--- START ---
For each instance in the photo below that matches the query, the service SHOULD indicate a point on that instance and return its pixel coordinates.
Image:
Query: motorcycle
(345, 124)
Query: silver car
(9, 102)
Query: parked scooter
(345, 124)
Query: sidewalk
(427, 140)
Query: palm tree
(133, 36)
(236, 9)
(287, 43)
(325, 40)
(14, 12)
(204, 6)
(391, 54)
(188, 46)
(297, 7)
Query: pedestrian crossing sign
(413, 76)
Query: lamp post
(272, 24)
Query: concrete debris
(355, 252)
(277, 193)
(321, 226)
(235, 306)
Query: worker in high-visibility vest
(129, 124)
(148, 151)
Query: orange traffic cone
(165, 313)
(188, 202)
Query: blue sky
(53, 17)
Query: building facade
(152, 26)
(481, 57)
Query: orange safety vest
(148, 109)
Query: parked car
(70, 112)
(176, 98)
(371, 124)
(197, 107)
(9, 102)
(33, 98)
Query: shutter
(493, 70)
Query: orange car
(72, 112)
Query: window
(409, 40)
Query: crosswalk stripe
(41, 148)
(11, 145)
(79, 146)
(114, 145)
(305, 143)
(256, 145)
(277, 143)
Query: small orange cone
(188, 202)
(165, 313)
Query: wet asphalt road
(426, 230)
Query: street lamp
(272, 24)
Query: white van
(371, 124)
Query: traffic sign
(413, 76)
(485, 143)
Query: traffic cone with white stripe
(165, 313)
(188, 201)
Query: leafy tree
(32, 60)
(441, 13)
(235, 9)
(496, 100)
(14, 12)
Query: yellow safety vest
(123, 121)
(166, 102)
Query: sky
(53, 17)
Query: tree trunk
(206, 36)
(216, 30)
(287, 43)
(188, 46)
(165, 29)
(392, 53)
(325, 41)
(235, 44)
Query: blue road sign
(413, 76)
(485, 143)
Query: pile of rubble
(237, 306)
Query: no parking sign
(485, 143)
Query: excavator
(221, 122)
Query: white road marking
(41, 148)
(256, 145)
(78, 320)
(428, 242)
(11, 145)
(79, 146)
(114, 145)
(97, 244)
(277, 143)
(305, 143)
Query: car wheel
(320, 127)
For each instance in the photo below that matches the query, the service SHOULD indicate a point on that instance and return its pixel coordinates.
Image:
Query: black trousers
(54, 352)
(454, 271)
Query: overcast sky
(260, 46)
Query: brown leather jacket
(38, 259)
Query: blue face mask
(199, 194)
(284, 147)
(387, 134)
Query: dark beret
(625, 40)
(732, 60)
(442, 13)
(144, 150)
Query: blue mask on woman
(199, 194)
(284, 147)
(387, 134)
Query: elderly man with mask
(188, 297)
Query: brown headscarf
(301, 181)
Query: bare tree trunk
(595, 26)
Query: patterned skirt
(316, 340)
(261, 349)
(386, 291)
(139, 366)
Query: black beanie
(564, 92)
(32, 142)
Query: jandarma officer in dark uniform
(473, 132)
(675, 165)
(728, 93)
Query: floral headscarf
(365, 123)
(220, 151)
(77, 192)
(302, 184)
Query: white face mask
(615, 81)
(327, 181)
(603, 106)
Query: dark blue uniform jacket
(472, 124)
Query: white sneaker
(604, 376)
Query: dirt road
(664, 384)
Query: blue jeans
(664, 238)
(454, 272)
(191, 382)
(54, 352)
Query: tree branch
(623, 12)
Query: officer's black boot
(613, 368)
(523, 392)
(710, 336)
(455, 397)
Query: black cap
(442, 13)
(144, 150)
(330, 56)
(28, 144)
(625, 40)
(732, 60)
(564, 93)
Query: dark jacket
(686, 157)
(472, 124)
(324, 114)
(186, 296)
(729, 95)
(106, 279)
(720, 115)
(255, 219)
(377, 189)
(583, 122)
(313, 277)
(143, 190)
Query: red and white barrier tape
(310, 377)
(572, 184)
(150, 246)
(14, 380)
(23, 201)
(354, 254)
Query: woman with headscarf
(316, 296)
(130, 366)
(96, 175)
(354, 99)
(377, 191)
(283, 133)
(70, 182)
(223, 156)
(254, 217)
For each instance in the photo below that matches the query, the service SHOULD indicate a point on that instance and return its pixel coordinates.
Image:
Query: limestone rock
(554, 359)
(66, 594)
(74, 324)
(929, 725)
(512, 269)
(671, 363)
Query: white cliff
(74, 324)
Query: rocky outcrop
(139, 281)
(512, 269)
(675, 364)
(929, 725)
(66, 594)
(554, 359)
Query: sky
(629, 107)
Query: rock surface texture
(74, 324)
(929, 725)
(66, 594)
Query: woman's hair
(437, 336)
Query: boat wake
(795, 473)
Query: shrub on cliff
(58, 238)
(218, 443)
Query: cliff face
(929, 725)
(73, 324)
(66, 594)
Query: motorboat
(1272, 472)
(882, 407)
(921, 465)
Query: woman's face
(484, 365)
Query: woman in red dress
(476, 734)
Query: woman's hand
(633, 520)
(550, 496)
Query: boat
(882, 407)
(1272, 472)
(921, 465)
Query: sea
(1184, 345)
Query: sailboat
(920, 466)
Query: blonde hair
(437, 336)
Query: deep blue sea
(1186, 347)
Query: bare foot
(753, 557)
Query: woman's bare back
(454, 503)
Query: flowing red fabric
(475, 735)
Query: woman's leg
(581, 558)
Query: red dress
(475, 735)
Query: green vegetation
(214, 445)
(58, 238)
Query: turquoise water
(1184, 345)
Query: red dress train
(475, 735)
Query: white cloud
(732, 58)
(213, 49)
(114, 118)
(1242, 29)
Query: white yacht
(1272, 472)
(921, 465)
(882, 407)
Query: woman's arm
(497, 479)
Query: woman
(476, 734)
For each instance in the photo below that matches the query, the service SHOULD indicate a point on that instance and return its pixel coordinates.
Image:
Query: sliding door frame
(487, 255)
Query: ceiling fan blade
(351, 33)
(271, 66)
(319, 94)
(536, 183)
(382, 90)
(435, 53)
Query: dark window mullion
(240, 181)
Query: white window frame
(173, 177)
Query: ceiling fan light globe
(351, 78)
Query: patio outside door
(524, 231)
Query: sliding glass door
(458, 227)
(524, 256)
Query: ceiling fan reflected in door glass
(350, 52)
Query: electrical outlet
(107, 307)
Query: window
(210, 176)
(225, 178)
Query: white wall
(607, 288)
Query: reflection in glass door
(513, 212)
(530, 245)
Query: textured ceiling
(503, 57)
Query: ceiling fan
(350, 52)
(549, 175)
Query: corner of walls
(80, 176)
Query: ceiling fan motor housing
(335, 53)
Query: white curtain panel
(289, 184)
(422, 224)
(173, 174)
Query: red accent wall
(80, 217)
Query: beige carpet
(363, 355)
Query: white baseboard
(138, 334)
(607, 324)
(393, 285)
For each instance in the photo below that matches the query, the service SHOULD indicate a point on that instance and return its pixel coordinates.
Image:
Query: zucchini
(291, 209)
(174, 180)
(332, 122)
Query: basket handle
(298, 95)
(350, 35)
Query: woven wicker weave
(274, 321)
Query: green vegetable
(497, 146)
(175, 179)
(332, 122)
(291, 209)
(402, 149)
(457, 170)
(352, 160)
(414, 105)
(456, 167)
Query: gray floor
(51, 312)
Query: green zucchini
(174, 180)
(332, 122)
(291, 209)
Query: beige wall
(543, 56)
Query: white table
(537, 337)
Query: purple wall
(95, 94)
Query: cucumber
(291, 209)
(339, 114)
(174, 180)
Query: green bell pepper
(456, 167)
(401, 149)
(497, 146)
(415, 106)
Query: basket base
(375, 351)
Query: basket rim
--- END ---
YOUR INSTRUCTIONS —
Without omitting anything, retype all of the material above exactly.

REPLY —
For each instance in the photo below that matches the query, the service SHOULD indicate a point on that instance and return its pixel coordinates.
Image:
Query: motorcycle
(345, 124)
Query: silver car
(9, 102)
Query: parked scooter
(345, 124)
Query: sidewalk
(427, 140)
Query: palm tree
(133, 36)
(236, 9)
(287, 43)
(325, 40)
(14, 12)
(204, 6)
(391, 54)
(188, 46)
(297, 7)
Query: pedestrian crossing sign
(413, 76)
Query: lamp post
(272, 24)
Query: concrete debris
(355, 252)
(277, 193)
(321, 226)
(235, 306)
Query: worker in high-visibility vest
(129, 124)
(148, 151)
Query: orange traffic cone
(165, 313)
(188, 202)
Query: blue sky
(53, 17)
Query: building facade
(152, 26)
(481, 57)
Query: orange safety vest
(148, 109)
Query: parked car
(70, 112)
(176, 98)
(371, 124)
(197, 107)
(9, 102)
(33, 98)
Query: shutter
(493, 70)
Query: orange car
(72, 112)
Query: window
(409, 40)
Query: crosswalk stripe
(41, 148)
(11, 145)
(79, 146)
(114, 145)
(305, 143)
(256, 145)
(277, 143)
Query: small orange cone
(188, 202)
(165, 313)
Query: wet asphalt road
(426, 230)
Query: street lamp
(272, 24)
Query: white van
(371, 124)
Query: traffic sign
(413, 76)
(485, 143)
Query: traffic cone with white stripe
(165, 313)
(188, 201)
Query: leafy tree
(32, 60)
(441, 13)
(235, 9)
(496, 100)
(14, 12)
Query: yellow safety vest
(123, 121)
(166, 102)
Query: sky
(53, 17)
Query: tree trunk
(206, 36)
(216, 30)
(287, 43)
(188, 46)
(165, 29)
(392, 53)
(325, 41)
(235, 44)
Query: blue road sign
(413, 76)
(485, 143)
Query: pile of rubble
(237, 306)
Query: no parking sign
(485, 143)
Query: excavator
(221, 122)
Query: white road marking
(41, 148)
(256, 145)
(78, 320)
(428, 242)
(11, 145)
(79, 146)
(114, 145)
(97, 244)
(277, 143)
(305, 143)
Query: car wheel
(320, 127)
For each instance in the photo below that matches the query, the service SHOULD indicate a point on that instance and return its pixel coordinates.
Image:
Query: black trousers
(54, 352)
(454, 271)
Query: overcast sky
(260, 46)
Query: brown leather jacket
(38, 259)
Query: blue face mask
(199, 194)
(284, 147)
(387, 134)
Query: dark beret
(625, 40)
(732, 60)
(442, 13)
(144, 150)
Query: blue mask on woman
(199, 194)
(284, 147)
(387, 134)
Query: elderly man with mask
(188, 297)
Query: brown headscarf
(301, 181)
Query: bare tree trunk
(595, 26)
Query: patterned skirt
(316, 340)
(261, 349)
(386, 291)
(139, 366)
Query: black beanie
(564, 92)
(32, 142)
Query: jandarma officer in dark uniform
(473, 132)
(675, 165)
(728, 93)
Query: floral headscarf
(365, 123)
(220, 151)
(77, 192)
(302, 184)
Query: white face mask
(615, 81)
(327, 181)
(603, 106)
Query: dark blue uniform jacket
(472, 124)
Query: white sneaker
(604, 376)
Query: dirt road
(664, 384)
Query: blue jeans
(664, 238)
(454, 272)
(191, 382)
(54, 352)
Query: tree branch
(623, 12)
Query: officer's black boot
(613, 368)
(523, 392)
(710, 336)
(455, 397)
Query: black cap
(442, 13)
(144, 150)
(330, 56)
(28, 144)
(625, 40)
(732, 60)
(564, 93)
Query: dark jacket
(686, 157)
(472, 124)
(324, 114)
(186, 296)
(729, 95)
(106, 279)
(720, 115)
(255, 219)
(377, 189)
(583, 122)
(313, 277)
(143, 190)
Query: red and white barrier tape
(310, 377)
(572, 184)
(150, 246)
(14, 380)
(23, 201)
(354, 254)
Query: woman with headscarf
(316, 296)
(130, 366)
(96, 175)
(354, 99)
(377, 191)
(283, 133)
(70, 182)
(223, 156)
(254, 217)
For each instance in the photo below that matches the query, the service SHOULD indicate a point on that instance and return its pixel coordinates.
Image:
Query: limestone rock
(554, 359)
(66, 594)
(74, 324)
(929, 725)
(512, 269)
(671, 363)
Query: white cliff
(74, 324)
Query: rocky outcrop
(139, 281)
(512, 269)
(675, 364)
(929, 725)
(66, 594)
(554, 359)
Query: sky
(629, 107)
Query: rock surface texture
(74, 324)
(929, 725)
(66, 594)
Query: woman's hair
(437, 336)
Query: boat wake
(795, 473)
Query: shrub on cliff
(58, 238)
(218, 443)
Query: cliff face
(929, 725)
(73, 324)
(66, 594)
Query: motorboat
(1272, 472)
(882, 407)
(921, 465)
Query: woman's face
(484, 365)
Query: woman in red dress
(476, 734)
Query: woman's hand
(633, 520)
(550, 496)
Query: boat
(882, 407)
(1272, 472)
(921, 465)
Query: sea
(1184, 345)
Query: sailboat
(920, 466)
Query: blonde hair
(437, 336)
Query: deep blue sea
(1186, 347)
Query: bare foot
(753, 557)
Query: woman's bare back
(454, 503)
Query: flowing red fabric
(475, 735)
Query: woman's leg
(581, 558)
Query: red dress
(475, 735)
Query: green vegetation
(214, 445)
(58, 238)
Query: turquoise water
(1184, 345)
Query: red dress train
(475, 735)
Query: white cloud
(732, 58)
(213, 49)
(114, 118)
(1242, 29)
Query: white yacht
(1272, 472)
(921, 465)
(882, 407)
Query: woman's arm
(497, 479)
Query: woman
(476, 734)
For each instance in the photo below that matches the query, the service SHOULD indicate a point on that instance and return its pixel coordinates.
Image:
Query: sliding door frame
(487, 255)
Query: ceiling fan blade
(351, 33)
(271, 66)
(319, 94)
(536, 183)
(382, 90)
(435, 53)
Query: dark window mullion
(240, 181)
Query: white window frame
(173, 177)
Query: ceiling fan light globe
(351, 78)
Query: patio outside door
(524, 231)
Query: sliding glass door
(458, 227)
(524, 256)
Query: ceiling fan reflected in door glass
(350, 52)
Query: electrical outlet
(107, 307)
Query: window
(210, 176)
(225, 178)
Query: white wall
(607, 288)
Query: reflection in glass door
(513, 212)
(530, 245)
Query: textured ceiling
(503, 57)
Query: ceiling fan
(350, 52)
(549, 175)
Query: corner of walls
(80, 176)
Query: ceiling fan motor housing
(335, 53)
Query: white curtain panel
(289, 184)
(422, 224)
(173, 174)
Query: red accent wall
(80, 217)
Query: beige carpet
(363, 355)
Query: white baseboard
(138, 334)
(607, 324)
(393, 285)
For each instance in the photo below that matches the query, the service SHOULD indicate a point on that instance and return its pixel coordinates.
Image:
Query: zucchini
(291, 209)
(174, 180)
(332, 122)
Query: basket handle
(298, 95)
(350, 35)
Query: woven wicker weave
(274, 321)
Query: green vegetable
(497, 146)
(175, 179)
(332, 122)
(291, 209)
(402, 149)
(457, 170)
(352, 160)
(414, 105)
(456, 167)
Query: gray floor
(51, 312)
Query: green zucchini
(174, 180)
(332, 122)
(291, 209)
Query: beige wall
(543, 56)
Query: white table
(537, 337)
Query: purple wall
(95, 94)
Query: cucumber
(291, 209)
(339, 114)
(174, 180)
Query: green bell pepper
(456, 167)
(401, 149)
(497, 146)
(415, 106)
Query: basket base
(375, 351)
Query: basket rim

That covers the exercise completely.